Records supplied |
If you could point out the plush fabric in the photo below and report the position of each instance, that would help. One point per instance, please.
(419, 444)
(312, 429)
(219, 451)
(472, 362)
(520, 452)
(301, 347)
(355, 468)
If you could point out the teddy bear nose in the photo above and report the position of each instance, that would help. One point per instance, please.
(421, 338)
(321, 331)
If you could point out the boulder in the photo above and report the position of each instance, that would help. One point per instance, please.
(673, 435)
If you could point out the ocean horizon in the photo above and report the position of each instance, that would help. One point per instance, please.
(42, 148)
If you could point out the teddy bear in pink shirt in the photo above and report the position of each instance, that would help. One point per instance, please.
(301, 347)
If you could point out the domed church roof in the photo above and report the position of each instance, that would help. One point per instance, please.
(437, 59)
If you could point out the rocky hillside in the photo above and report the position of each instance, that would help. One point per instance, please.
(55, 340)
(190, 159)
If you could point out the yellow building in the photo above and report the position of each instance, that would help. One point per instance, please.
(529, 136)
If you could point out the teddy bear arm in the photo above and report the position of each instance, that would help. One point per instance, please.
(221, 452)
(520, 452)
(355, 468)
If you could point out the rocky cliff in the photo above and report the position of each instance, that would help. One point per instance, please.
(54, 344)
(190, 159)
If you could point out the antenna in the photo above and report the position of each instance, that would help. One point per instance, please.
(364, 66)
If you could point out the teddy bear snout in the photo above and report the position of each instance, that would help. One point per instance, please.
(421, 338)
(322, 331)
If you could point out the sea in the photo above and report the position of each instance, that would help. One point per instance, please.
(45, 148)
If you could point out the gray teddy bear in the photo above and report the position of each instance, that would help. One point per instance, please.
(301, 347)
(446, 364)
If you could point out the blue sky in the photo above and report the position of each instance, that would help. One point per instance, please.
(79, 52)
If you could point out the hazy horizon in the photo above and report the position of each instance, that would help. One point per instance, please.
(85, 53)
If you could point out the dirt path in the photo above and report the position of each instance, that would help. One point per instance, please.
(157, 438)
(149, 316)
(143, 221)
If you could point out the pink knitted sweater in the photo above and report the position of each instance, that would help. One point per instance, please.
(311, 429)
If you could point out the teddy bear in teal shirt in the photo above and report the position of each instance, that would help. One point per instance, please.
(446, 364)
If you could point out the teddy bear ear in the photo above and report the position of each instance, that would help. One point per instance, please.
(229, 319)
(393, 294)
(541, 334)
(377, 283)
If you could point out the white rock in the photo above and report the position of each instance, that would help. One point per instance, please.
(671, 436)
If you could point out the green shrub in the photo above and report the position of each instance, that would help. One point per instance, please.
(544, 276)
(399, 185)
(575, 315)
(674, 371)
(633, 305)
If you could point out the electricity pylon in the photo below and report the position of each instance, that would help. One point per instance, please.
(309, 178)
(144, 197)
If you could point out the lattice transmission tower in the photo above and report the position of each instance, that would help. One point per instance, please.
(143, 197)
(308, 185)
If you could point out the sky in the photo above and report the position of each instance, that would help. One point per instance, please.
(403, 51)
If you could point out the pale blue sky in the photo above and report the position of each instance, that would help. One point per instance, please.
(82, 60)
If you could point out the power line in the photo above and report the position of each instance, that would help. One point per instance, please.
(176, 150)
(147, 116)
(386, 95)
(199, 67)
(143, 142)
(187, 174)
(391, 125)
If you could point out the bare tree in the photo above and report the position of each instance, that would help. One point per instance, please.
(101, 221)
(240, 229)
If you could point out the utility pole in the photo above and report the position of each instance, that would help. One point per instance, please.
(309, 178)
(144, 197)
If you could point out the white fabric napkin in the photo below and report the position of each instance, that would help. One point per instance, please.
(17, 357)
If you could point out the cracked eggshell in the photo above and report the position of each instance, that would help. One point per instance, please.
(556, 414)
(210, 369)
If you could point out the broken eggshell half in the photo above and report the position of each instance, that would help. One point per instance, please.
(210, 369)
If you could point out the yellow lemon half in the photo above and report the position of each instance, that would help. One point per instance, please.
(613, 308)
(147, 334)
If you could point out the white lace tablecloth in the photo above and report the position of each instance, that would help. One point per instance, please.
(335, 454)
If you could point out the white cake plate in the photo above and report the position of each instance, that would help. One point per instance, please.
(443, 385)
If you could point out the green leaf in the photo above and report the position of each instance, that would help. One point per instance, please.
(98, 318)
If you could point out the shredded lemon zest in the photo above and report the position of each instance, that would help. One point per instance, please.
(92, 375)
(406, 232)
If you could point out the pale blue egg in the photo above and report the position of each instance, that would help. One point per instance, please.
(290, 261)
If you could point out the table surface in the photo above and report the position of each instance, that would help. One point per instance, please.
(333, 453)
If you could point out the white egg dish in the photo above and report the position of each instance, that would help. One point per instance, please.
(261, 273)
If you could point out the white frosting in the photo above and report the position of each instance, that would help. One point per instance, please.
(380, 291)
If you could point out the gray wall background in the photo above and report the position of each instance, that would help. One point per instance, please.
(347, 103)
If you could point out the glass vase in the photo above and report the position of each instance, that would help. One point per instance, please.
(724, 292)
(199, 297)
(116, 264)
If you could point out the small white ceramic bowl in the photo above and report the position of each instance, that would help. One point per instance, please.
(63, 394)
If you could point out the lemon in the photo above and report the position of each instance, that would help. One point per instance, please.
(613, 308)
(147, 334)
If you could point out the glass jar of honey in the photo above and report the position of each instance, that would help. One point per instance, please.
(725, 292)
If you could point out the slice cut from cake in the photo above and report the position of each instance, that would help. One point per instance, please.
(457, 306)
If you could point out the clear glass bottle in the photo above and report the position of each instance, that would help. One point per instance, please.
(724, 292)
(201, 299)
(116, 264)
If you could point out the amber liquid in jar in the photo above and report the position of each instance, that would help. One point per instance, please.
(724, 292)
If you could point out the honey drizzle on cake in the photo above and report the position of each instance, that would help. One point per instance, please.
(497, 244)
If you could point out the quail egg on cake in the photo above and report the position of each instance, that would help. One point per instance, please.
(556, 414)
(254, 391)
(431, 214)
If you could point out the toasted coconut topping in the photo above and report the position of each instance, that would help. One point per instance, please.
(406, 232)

Task goal | Reproduce the material above in full, word for word.

Task solution |
If you could point out the plush fabric in the photo below and report the position of each instance, that would help. One point per instance, please.
(419, 444)
(312, 429)
(219, 451)
(472, 362)
(520, 452)
(301, 347)
(355, 468)
If you could point out the teddy bear nose in the photo above and report the position of each instance, that would help. One point per instance, please.
(421, 338)
(321, 331)
If you could point out the boulder in the photo above and report the position of each instance, that would help. One point per instance, please.
(673, 435)
If you could point out the ocean horizon in the photo above and report the position of each instance, that would help. One point per instance, please.
(42, 148)
If you could point out the teddy bear in pink shirt in the photo above and report the position of each instance, that would help. One point per instance, please.
(301, 347)
If you could point out the domed church roof in the photo above and report the position of each instance, that would help. One point per instance, please.
(437, 59)
If you could point out the rocky hillside in the photo above and report the position of each instance, that would help. One point per instance, please.
(55, 340)
(190, 159)
If you could point out the yellow building in the photo above and report the position of each instance, that would help. One point per instance, please.
(529, 136)
If you could point out the teddy bear arm in the photo above and report the position of each instance, that would help. One point per instance, please.
(221, 452)
(520, 452)
(355, 468)
If you could point out the rocky cliff in the photo above and report the position of each instance, that would help. One point per instance, please.
(54, 344)
(190, 159)
If you could point out the antenna in the photo above and report the position of each instance, that would help. One point per instance, please.
(364, 66)
If you could point out the teddy bear snout in the photo above and report the position of each instance, that would help. One point per instance, please.
(421, 338)
(322, 331)
If you could point out the sea in the photo above and report the position of each instance, that would help. One point per instance, please.
(45, 148)
If you could point out the gray teddy bear in the photo above and report the position of each instance, that would help. One point per instance, please.
(301, 347)
(446, 364)
If you could point out the blue sky in the photo above and report the position of each instance, that would help. One point per instance, please.
(79, 52)
If you could point out the hazy horizon in the photo above and report the position of each instance, that would help. One point per instance, please.
(85, 53)
If you could point out the dirt path in the photo above and report the position of each instance, that would help. One point per instance, please.
(157, 438)
(149, 316)
(143, 221)
If you could point out the pink knitted sweater in the photo above and report the position of each instance, that would help. One point per instance, please.
(311, 429)
If you could point out the teddy bear in teal shirt in the photo above and report the position of each instance, that would help. One point per instance, please.
(446, 364)
If you could point out the teddy bear ear in the photo above and report the position of each instance, that would help. One point per instance, please.
(229, 319)
(393, 294)
(541, 334)
(377, 283)
If you could point out the white rock in the photo above and report the position of each instance, that would help. One point per instance, please.
(671, 436)
If you could point out the green shrub in the photo above and report the position of each instance, that would help. One point per instance, please.
(544, 276)
(399, 185)
(575, 315)
(674, 371)
(633, 305)
If you could point out the electricity pylon in the photo below and report the position of each instance, that would help. One point per instance, please.
(309, 178)
(144, 197)
If you could point out the lattice transmission tower in the photo above and report the position of each instance, that would help. One point per instance, please.
(143, 197)
(308, 185)
If you could point out the sky in the photo above and report the position of each instance, that would help. One point per instance, please.
(403, 51)
If you could point out the pale blue sky in the photo above and report the position of each instance, that would help. One point per instance, please.
(82, 60)
If you could point out the power line in the photo above and report the position of each instance, that would help. One point per instance, please.
(176, 150)
(147, 116)
(386, 95)
(199, 67)
(143, 142)
(187, 174)
(391, 125)
If you could point out the bare tree in the photo above and report the position of each instance, that would help. One point per instance, please.
(101, 221)
(240, 229)
If you could point out the utility pole in the photo above and report the position of each instance, that would help. One point per instance, please.
(309, 178)
(144, 197)
If you could point out the white fabric napkin in the photo below and report the position of each instance, that would help. One point per instance, please.
(17, 357)
If you could point out the cracked eggshell in the photo above and report the position of each instance, that would help. One point per instance, please.
(556, 414)
(210, 369)
If you could point out the broken eggshell half in the photo above and report the position of each instance, that would help. One point per instance, please.
(210, 369)
If you could point out the yellow lemon half in the photo above and report the position of each instance, that would help. One point per instance, please.
(613, 308)
(147, 334)
If you could point out the white lace tablecloth in the photo above and report the position of each instance, that would help. One point per instance, please.
(335, 454)
If you could point out the white cake plate in the photo above and report the position of each instance, that would help. One point per instance, please.
(443, 385)
If you could point out the green leaf in the photo above and report the position of each instance, that would help. One point per instance, please.
(98, 318)
If you could point out the shredded lemon zest in the photo above and report the position of each instance, that would help. One point per instance, please.
(92, 375)
(406, 232)
If you could point out the pale blue egg in the photo above and report the position of each instance, that would help. One point per instance, please.
(290, 261)
If you could point out the table surface in the photo above and report the position of each instance, that would help. One point per instance, please.
(333, 453)
If you could point out the white egg dish in the photo above and report the position of each instance, that would help. One point per instance, please.
(261, 273)
If you could point out the white frosting in the photo above and report the position of each instance, that would help. One point per instance, please.
(380, 291)
If you could point out the gray wall background in the photo above and report the position of each instance, that would help. One point per instance, please.
(347, 103)
If you could point out the glass vase in the photo above and report the position of each instance, that would help. One point per instance, please.
(724, 292)
(199, 297)
(116, 264)
If you could point out the small white ceramic bowl in the photo above and report the position of each instance, that would help. One point per instance, please.
(63, 394)
If you could point out the lemon in the photo above and report the position of each instance, that would help. One point per instance, please.
(613, 308)
(147, 334)
If you could point out the glass jar of honey in the photo above and report the position of each instance, that would help. One point per instance, please.
(725, 292)
If you could point out the slice cut from cake in the photo above and report the position of each instance, that would help. One point per instance, please.
(457, 306)
If you could point out the clear glass bottle in the photo above and report the position of each instance, that would help. One point per instance, please.
(724, 292)
(201, 299)
(116, 264)
If you could point out the amber liquid in jar in the photo above and report the position of each instance, that would help. One point per instance, please.
(724, 292)
If you could point out the honey drizzle on cake in the photo above and report the position of each instance, that would help. One point per instance, please.
(497, 244)
If you could point out the quail egg on cake in the photo above and report the position of each instance, that would help. One point per instance, please.
(556, 414)
(254, 391)
(431, 214)
If you could point out the toasted coconut topping in the photo above and report the position of each instance, that would help. One point per instance, please.
(406, 232)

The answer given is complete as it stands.